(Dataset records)
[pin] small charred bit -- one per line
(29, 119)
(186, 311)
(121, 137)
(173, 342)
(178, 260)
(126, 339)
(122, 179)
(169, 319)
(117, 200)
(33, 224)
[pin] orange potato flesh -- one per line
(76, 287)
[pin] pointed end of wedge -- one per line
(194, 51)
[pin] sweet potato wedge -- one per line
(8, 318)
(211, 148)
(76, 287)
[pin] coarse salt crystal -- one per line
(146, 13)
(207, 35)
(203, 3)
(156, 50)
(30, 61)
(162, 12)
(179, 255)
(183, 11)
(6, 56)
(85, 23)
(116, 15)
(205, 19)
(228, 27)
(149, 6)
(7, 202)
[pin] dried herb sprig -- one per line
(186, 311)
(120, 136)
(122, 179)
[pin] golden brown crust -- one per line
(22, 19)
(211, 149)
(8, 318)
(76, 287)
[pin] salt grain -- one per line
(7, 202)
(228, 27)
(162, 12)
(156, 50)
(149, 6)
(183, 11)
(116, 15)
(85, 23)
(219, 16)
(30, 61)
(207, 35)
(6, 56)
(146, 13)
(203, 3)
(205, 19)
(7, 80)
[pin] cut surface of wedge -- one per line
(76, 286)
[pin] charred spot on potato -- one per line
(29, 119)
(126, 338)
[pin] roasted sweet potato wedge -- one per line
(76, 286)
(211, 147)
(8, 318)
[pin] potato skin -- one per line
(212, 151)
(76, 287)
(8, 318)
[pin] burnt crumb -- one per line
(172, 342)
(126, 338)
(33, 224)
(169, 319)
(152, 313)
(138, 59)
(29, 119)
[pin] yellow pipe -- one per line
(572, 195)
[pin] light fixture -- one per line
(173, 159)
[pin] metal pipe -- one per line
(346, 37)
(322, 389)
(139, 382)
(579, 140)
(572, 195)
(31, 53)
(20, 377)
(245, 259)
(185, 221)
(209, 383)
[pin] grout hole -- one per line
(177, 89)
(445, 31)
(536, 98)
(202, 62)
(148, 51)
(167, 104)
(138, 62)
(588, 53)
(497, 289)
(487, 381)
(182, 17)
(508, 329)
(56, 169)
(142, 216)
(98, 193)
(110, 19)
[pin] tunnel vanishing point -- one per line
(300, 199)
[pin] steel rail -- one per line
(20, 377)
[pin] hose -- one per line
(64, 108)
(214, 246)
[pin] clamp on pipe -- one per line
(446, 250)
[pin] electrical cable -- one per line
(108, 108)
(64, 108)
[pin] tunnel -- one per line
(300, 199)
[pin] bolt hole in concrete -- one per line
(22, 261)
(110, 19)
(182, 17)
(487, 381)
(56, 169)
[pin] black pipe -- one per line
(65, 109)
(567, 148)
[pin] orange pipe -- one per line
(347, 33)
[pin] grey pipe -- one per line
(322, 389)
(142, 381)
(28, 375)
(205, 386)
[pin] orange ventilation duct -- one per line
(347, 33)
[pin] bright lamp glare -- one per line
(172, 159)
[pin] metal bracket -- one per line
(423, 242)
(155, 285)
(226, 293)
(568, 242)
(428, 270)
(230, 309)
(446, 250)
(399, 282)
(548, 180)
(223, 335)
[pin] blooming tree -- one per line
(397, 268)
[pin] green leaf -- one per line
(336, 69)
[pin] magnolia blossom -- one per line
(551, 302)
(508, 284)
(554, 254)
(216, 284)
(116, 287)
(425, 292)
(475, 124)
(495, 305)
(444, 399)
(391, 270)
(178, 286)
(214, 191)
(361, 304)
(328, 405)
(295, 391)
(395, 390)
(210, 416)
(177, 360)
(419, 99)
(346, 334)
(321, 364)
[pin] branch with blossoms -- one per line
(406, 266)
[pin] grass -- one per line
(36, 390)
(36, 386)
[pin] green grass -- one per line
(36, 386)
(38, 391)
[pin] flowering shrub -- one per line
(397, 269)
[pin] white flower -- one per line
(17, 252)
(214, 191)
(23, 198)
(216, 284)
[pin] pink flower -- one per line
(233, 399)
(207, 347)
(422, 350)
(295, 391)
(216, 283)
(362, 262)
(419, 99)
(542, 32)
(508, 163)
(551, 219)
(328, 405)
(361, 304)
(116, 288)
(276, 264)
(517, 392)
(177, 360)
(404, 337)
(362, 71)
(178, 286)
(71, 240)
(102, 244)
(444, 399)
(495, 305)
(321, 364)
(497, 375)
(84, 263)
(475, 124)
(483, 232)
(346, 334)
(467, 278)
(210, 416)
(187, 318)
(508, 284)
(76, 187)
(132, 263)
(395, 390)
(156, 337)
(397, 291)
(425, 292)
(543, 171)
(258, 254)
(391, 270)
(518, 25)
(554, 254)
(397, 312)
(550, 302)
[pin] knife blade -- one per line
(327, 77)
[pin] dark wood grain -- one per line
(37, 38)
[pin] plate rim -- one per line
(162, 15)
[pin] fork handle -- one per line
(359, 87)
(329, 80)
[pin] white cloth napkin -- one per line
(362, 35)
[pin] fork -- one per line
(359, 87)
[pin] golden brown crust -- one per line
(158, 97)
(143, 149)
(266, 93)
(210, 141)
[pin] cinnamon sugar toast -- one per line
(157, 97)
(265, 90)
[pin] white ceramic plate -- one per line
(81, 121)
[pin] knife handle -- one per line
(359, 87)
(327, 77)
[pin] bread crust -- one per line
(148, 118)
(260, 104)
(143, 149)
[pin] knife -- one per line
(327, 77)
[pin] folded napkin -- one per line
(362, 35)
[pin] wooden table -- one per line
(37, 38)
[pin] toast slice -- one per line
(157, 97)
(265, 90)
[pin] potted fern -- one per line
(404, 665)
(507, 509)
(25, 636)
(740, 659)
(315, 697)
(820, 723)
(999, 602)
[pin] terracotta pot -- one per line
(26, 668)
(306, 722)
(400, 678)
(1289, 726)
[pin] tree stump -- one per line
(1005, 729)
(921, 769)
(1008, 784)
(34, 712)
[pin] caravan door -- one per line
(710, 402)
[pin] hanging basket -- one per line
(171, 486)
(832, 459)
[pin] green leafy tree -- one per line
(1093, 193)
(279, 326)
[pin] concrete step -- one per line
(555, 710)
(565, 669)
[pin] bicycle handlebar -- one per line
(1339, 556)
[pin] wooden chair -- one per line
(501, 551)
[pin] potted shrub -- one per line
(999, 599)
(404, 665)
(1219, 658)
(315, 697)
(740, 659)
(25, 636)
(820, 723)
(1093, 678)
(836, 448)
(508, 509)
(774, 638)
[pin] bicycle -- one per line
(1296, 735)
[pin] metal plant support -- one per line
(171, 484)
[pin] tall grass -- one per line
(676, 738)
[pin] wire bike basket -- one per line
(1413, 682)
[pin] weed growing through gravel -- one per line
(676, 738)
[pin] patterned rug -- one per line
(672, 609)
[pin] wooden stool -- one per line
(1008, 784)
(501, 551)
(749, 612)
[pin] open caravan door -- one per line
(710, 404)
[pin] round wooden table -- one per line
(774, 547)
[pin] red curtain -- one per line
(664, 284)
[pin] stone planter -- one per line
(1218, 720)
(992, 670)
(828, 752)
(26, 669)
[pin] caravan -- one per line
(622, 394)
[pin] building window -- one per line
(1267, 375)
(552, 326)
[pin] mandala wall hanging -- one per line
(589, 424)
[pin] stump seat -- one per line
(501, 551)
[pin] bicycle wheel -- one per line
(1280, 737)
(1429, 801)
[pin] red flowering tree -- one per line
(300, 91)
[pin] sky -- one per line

▸ Action item
Your answer should consist of every entry, repeated exactly.

▸ Output
[pin] small charred bit -- one per line
(29, 119)
(186, 311)
(121, 137)
(173, 342)
(178, 260)
(126, 339)
(122, 179)
(169, 319)
(117, 200)
(33, 224)
[pin] orange potato flesh -- one per line
(76, 287)
[pin] pointed end of wedge -- one per line
(194, 51)
[pin] sweet potato wedge -- one per line
(8, 318)
(211, 148)
(76, 287)
[pin] coarse salt crystal -- one per line
(146, 13)
(207, 35)
(203, 3)
(156, 50)
(30, 61)
(162, 12)
(179, 255)
(183, 11)
(6, 56)
(85, 23)
(116, 15)
(205, 19)
(228, 27)
(149, 6)
(7, 202)
[pin] dried herb sprig -- one per line
(186, 311)
(120, 136)
(122, 179)
[pin] golden brown crust -- one per line
(22, 19)
(211, 149)
(8, 318)
(76, 287)
[pin] salt grain -- one per line
(7, 202)
(228, 27)
(162, 12)
(156, 50)
(149, 6)
(183, 11)
(116, 15)
(85, 23)
(219, 16)
(30, 61)
(207, 35)
(6, 56)
(146, 13)
(203, 3)
(205, 19)
(7, 80)
[pin] cut surface of wedge -- one per line
(76, 286)
[pin] charred spot on potato -- one per line
(29, 119)
(126, 338)
[pin] roasted sweet potato wedge -- one per line
(76, 286)
(211, 147)
(8, 318)
[pin] potato skin -- one per line
(212, 151)
(76, 287)
(8, 318)
[pin] burnt crumb -- one per line
(172, 342)
(126, 338)
(33, 224)
(169, 319)
(152, 313)
(138, 59)
(29, 119)
[pin] yellow pipe -- one per line
(572, 195)
[pin] light fixture -- one per line
(173, 159)
[pin] metal pipe -- one per line
(346, 37)
(322, 389)
(139, 382)
(579, 140)
(572, 195)
(31, 53)
(20, 377)
(245, 259)
(185, 221)
(209, 383)
[pin] grout hole -- one per line
(177, 89)
(445, 31)
(536, 98)
(202, 62)
(148, 51)
(167, 104)
(138, 62)
(588, 53)
(497, 289)
(487, 381)
(182, 17)
(508, 329)
(56, 169)
(142, 216)
(98, 193)
(110, 19)
[pin] tunnel vanishing point -- one per line
(300, 199)
[pin] steel rail -- one per line
(20, 377)
[pin] hose -- one per line
(64, 108)
(214, 246)
[pin] clamp on pipe -- one per line
(446, 250)
[pin] electrical cable -- one per line
(108, 108)
(64, 108)
[pin] tunnel -- one per line
(300, 199)
[pin] bolt hole in concrete -- one per line
(22, 261)
(110, 19)
(182, 17)
(487, 381)
(56, 169)
[pin] black pipe -- one per line
(65, 109)
(567, 148)
[pin] orange pipe -- one per line
(347, 33)
[pin] grey pipe -- one per line
(322, 389)
(142, 381)
(28, 375)
(205, 386)
[pin] orange ventilation duct -- one per line
(347, 33)
[pin] bright lamp glare -- one per line
(172, 159)
[pin] metal bracket -- one per line
(423, 242)
(155, 285)
(226, 293)
(568, 242)
(428, 270)
(230, 309)
(446, 250)
(399, 282)
(548, 180)
(223, 335)
[pin] blooming tree -- one per line
(397, 268)
[pin] green leaf -- one per line
(336, 69)
[pin] magnolia blossom -- one per line
(551, 302)
(508, 284)
(554, 254)
(216, 284)
(116, 287)
(425, 292)
(475, 124)
(495, 305)
(444, 399)
(391, 270)
(178, 286)
(214, 191)
(361, 304)
(328, 405)
(295, 391)
(395, 390)
(210, 416)
(177, 360)
(419, 99)
(346, 334)
(321, 364)
[pin] branch with blossoms -- one per line
(406, 266)
[pin] grass -- one per line
(36, 390)
(36, 386)
[pin] green grass -- one per line
(36, 386)
(38, 391)
[pin] flowering shrub -- one per line
(397, 269)
[pin] white flower -- one per line
(17, 252)
(214, 191)
(23, 198)
(216, 284)
[pin] pink flower -- one per line
(233, 399)
(207, 347)
(422, 350)
(295, 391)
(216, 283)
(362, 262)
(419, 99)
(542, 32)
(508, 163)
(551, 219)
(328, 405)
(361, 304)
(116, 288)
(276, 264)
(517, 392)
(177, 360)
(404, 337)
(362, 71)
(178, 286)
(71, 240)
(102, 244)
(444, 399)
(495, 305)
(321, 364)
(497, 375)
(84, 263)
(475, 124)
(483, 232)
(346, 334)
(467, 278)
(210, 416)
(187, 318)
(508, 284)
(76, 187)
(132, 263)
(395, 390)
(156, 337)
(397, 291)
(425, 292)
(543, 171)
(258, 254)
(391, 270)
(518, 25)
(554, 254)
(397, 312)
(550, 302)
[pin] knife blade -- one per line
(327, 77)
[pin] dark wood grain -- one per line
(37, 38)
[pin] plate rim -- one per line
(162, 15)
[pin] fork handle -- one per line
(359, 87)
(329, 80)
[pin] white cloth napkin -- one per line
(362, 35)
[pin] fork -- one per line
(359, 87)
[pin] golden brown crust -- one per line
(158, 97)
(143, 149)
(266, 93)
(210, 141)
[pin] cinnamon sugar toast -- one per line
(157, 97)
(265, 90)
[pin] white ceramic plate -- one per line
(81, 121)
[pin] knife handle -- one per line
(359, 87)
(327, 77)
[pin] bread crust -- one per line
(148, 118)
(260, 104)
(143, 149)
[pin] knife -- one per line
(327, 77)
[pin] folded napkin -- one per line
(362, 35)
[pin] wooden table -- one per line
(37, 38)
[pin] toast slice -- one per line
(157, 97)
(265, 90)
[pin] potted fern -- one per line
(404, 665)
(507, 509)
(25, 636)
(740, 659)
(315, 697)
(820, 723)
(999, 602)
[pin] terracotta pot -- one per line
(26, 668)
(306, 722)
(400, 678)
(1289, 726)
[pin] tree stump -- one per line
(1005, 729)
(921, 769)
(1008, 784)
(34, 712)
[pin] caravan door -- one per line
(710, 402)
[pin] hanging basket -- one per line
(171, 486)
(832, 459)
[pin] green leafy tree -- one per line
(1093, 193)
(279, 326)
[pin] concrete step -- one per line
(555, 710)
(565, 669)
[pin] bicycle handlebar -- one per line
(1339, 556)
[pin] wooden chair -- one per line
(501, 551)
[pin] potted shrub -- one per line
(999, 599)
(404, 665)
(1219, 658)
(315, 697)
(740, 659)
(25, 636)
(820, 723)
(1093, 678)
(836, 448)
(508, 509)
(774, 638)
[pin] bicycle -- one per line
(1296, 735)
[pin] metal plant support -- one per line
(171, 484)
[pin] tall grass -- one per line
(676, 738)
[pin] wire bike basket -- one per line
(1413, 682)
[pin] weed growing through gravel -- one per line
(676, 738)
[pin] patterned rug -- one per line
(672, 609)
[pin] wooden stool -- one per line
(1008, 784)
(501, 551)
(749, 612)
[pin] open caravan door -- one per line
(710, 404)
[pin] round wooden table -- one per line
(774, 547)
[pin] red curtain -- one per line
(664, 284)
[pin] stone planter -- one per line
(1218, 720)
(992, 670)
(828, 752)
(26, 669)
[pin] caravan -- one per line
(622, 394)
[pin] building window -- one per line
(1267, 375)
(552, 326)
[pin] mandala wall hanging -- one per line
(589, 424)
[pin] stump seat -- one per line
(501, 551)
[pin] bicycle wheel -- one per line
(1280, 737)
(1429, 801)
[pin] red flowering tree -- one per line
(300, 91)
[pin] sky -- one per line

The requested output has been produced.